» **Direction 1**
Please extract every line of the records below that contains the string "leather", treating uppercase and lowercase as different.

» **Supplied passage**
* BEGIN *

# Help how to prevent doors freezing



## DustyR (Jan 26, 2009)

Any tips to stop doors freezing shut, could not get into van on drive am just glad we were'nt sleeping inside and could not get out. Have never experienced such cold away in the van berfore. Any advice appreciated


----------



## thePassants (Feb 9, 2009)

Wax / silicone polish around the door helps; repels the moisture.

No promises though.


----------



## JohnsCrossMotorHomes (Jul 21, 2007)

Candle wax on door seals.


----------



## TR5 (Jun 6, 2007)

The chances are that if you were away in the van, you would have some heating on, and some of that heat would permeat through the bodywork and stop the doors from freezing up.


----------



## cabby (May 14, 2005)

When trying to open the doors on our Rav4 after a morning frost the drivers door would not unlock let alone open.had to climb over seats. after 10mins driving the door unlocked and opened, :lol: :lol: was stopped when I checked it. :wink: :wink: the other doors did unlock and open, otherwise would not have clambered over the seats.

cabby


----------



## Traveller_HA5_3DOM (May 9, 2005)

As part of the pre winter service I usually put that little red tube onto the WD40 and squirt a good dose inside each lock. It repels the water and your locks do not freeze


----------



## rowley (May 14, 2005)

I found this info on Wikihow.
WD-40 should never be used in a lock, it dries to a hard crust and can only be loosened by applying more WD-40.
It is suggested there that graphite powder should be used
I rub a silicone impregnated cloth on the door seals.


----------



## wobby (May 1, 2005)

Sorry no good on the help side of things, but thought you might like to know that according to the papers it going to get a whole lot colder.

Wobby


----------



## Traveller_HA5_3DOM (May 9, 2005)

It also said that graphite powder can go solid inside the lock and don't forget to wear a mask with that powder. WD40 also repels superglue for the idiots who glue locks just for fun.


----------

* END *

» **Direction 2**
According to the thread on frozen doors, what does the Wikihow information say should be used in a lock instead of WD-40?

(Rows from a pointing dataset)
* BEGIN *

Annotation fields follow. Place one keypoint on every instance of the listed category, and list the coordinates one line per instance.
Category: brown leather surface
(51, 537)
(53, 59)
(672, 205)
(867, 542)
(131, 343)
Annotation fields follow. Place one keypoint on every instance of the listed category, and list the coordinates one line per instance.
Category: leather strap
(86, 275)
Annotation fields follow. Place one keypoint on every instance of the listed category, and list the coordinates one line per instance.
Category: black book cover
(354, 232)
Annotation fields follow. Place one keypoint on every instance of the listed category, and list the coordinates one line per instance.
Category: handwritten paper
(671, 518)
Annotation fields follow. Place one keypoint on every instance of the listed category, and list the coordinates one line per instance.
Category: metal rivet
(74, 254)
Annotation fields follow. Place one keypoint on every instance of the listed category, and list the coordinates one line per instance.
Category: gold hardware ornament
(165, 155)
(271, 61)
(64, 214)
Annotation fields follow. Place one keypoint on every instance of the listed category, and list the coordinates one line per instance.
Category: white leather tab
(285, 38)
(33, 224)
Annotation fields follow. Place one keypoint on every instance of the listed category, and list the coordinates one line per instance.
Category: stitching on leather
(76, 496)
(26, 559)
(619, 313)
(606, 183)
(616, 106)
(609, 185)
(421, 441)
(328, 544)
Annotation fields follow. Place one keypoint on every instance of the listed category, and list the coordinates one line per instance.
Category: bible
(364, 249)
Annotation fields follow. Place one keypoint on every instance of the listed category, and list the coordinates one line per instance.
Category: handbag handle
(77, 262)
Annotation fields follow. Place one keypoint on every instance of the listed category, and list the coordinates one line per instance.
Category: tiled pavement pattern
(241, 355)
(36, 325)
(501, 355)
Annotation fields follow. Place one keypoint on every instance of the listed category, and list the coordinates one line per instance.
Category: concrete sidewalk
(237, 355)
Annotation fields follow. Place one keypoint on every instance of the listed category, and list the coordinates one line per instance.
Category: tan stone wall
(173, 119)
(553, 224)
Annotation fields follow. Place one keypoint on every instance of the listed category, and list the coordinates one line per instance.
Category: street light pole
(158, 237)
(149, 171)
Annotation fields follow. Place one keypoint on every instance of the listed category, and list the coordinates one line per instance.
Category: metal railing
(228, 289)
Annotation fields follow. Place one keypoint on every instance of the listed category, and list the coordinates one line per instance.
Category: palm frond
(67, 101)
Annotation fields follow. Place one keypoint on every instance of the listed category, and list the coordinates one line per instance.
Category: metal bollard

* END *

» **Exercise solution 1**
Category: brown leather surface
Category: leather strap
Category: white leather tab
Category: stitching on leather

» **Exercise solution 2**
Graphite powder.